----- Source data -----

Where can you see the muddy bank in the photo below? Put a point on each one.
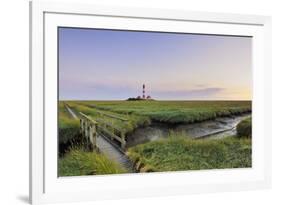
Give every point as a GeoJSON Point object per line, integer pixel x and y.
{"type": "Point", "coordinates": [217, 128]}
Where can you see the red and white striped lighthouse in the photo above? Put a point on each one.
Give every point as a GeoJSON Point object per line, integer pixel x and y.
{"type": "Point", "coordinates": [143, 91]}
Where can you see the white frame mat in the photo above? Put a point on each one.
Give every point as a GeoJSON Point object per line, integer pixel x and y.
{"type": "Point", "coordinates": [46, 187]}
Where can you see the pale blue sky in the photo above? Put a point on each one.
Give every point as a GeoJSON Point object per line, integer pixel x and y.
{"type": "Point", "coordinates": [112, 65]}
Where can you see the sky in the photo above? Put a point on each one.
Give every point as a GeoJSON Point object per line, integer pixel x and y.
{"type": "Point", "coordinates": [96, 64]}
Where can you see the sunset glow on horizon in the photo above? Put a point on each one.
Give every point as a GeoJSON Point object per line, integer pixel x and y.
{"type": "Point", "coordinates": [96, 64]}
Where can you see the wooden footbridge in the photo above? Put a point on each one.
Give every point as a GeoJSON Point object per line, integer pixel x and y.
{"type": "Point", "coordinates": [104, 137]}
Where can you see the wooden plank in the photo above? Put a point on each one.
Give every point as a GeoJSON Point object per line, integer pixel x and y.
{"type": "Point", "coordinates": [110, 125]}
{"type": "Point", "coordinates": [110, 134]}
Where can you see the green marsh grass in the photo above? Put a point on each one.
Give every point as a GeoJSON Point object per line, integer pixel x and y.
{"type": "Point", "coordinates": [78, 162]}
{"type": "Point", "coordinates": [178, 154]}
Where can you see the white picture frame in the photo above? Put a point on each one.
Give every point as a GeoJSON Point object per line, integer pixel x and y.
{"type": "Point", "coordinates": [46, 187]}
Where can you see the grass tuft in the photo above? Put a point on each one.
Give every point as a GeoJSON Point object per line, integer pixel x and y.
{"type": "Point", "coordinates": [177, 153]}
{"type": "Point", "coordinates": [78, 162]}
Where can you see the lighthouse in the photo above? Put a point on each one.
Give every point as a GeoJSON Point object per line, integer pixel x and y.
{"type": "Point", "coordinates": [143, 91]}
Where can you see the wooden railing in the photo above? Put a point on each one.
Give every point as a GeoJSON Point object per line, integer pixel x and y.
{"type": "Point", "coordinates": [90, 129]}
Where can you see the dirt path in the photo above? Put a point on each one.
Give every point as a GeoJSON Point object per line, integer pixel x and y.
{"type": "Point", "coordinates": [114, 154]}
{"type": "Point", "coordinates": [71, 112]}
{"type": "Point", "coordinates": [108, 149]}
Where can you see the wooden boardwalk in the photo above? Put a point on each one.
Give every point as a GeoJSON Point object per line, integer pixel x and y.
{"type": "Point", "coordinates": [107, 147]}
{"type": "Point", "coordinates": [113, 153]}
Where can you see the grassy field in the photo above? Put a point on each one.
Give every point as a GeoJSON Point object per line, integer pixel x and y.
{"type": "Point", "coordinates": [244, 128]}
{"type": "Point", "coordinates": [127, 115]}
{"type": "Point", "coordinates": [172, 154]}
{"type": "Point", "coordinates": [176, 154]}
{"type": "Point", "coordinates": [78, 162]}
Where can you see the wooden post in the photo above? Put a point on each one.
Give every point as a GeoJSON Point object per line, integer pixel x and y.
{"type": "Point", "coordinates": [123, 143]}
{"type": "Point", "coordinates": [92, 137]}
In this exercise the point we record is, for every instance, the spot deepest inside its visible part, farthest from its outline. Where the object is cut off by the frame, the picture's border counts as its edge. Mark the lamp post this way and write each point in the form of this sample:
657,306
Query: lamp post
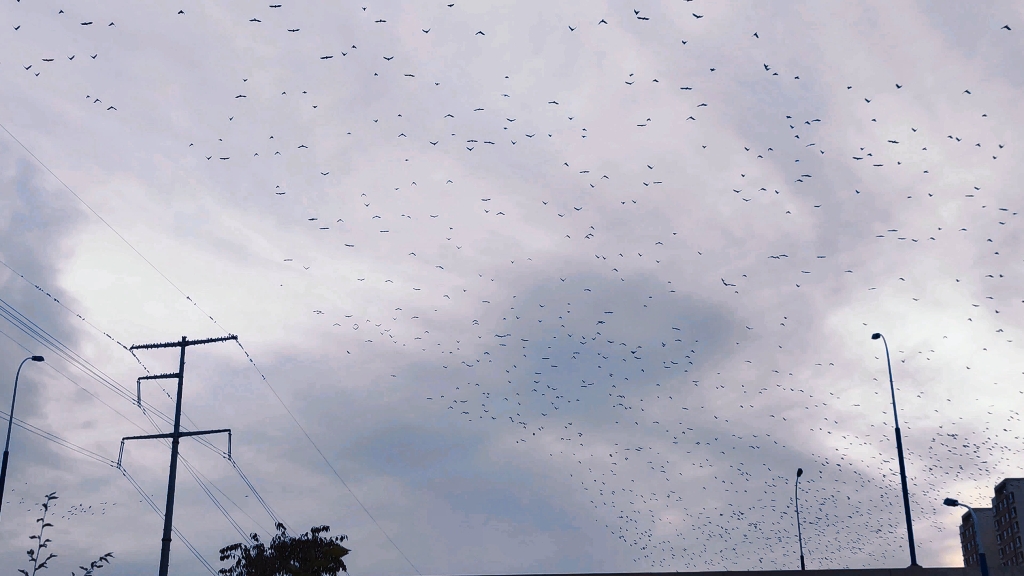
10,420
977,533
800,537
899,450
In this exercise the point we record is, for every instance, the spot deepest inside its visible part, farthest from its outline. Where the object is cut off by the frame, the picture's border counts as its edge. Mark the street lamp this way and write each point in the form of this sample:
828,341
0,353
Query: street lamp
10,420
977,533
800,537
899,450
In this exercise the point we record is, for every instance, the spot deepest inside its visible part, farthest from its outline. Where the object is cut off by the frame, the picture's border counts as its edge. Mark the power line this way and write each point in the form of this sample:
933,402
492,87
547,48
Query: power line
168,280
34,331
206,444
104,460
86,452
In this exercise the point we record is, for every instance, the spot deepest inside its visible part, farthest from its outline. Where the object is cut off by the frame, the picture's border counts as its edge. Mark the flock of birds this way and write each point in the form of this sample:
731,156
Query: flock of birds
606,366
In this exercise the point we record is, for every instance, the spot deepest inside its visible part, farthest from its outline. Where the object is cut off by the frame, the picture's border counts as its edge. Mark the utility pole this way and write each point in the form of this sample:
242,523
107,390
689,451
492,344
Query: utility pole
165,549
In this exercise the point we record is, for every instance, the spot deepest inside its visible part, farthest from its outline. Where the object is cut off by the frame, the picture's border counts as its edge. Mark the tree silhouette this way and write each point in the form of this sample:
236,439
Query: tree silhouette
308,554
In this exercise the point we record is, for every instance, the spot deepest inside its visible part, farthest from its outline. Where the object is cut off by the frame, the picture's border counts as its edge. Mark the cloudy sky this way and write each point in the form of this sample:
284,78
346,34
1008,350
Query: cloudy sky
517,286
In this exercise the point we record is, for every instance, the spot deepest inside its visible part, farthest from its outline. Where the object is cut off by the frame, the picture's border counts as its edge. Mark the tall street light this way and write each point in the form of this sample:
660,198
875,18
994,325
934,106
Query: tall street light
800,537
10,420
977,533
899,450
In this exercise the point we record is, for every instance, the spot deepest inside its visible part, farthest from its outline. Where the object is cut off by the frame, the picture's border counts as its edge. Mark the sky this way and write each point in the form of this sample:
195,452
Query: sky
467,246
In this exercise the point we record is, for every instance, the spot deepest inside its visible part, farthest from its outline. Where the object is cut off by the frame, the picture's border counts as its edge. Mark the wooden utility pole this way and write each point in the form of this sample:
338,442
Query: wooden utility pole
165,549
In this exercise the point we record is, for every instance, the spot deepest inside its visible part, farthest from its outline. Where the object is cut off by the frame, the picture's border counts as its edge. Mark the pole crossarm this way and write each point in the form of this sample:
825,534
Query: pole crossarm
172,436
183,342
138,383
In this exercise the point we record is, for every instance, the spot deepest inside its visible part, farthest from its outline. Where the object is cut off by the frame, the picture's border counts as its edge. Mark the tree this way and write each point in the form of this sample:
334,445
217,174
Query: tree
308,554
35,557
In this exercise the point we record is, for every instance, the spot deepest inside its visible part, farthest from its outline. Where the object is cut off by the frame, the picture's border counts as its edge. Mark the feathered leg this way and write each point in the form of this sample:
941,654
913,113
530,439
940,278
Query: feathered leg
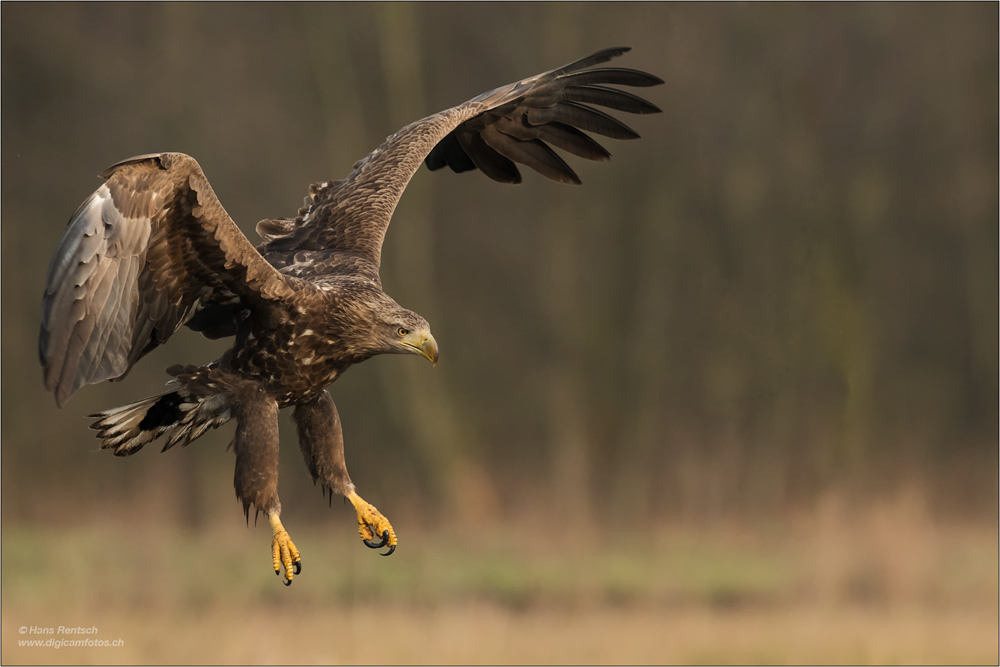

-----

Search the listing for "white" and show every line where it occurs.

Where can you see the red and white striped lighthouse in the photo above? Put a point on each one.
Where can you see the white frame mat in the photo above? Put a point on each one.
Where can you see the white picture frame in the photo above? Put a point on each one.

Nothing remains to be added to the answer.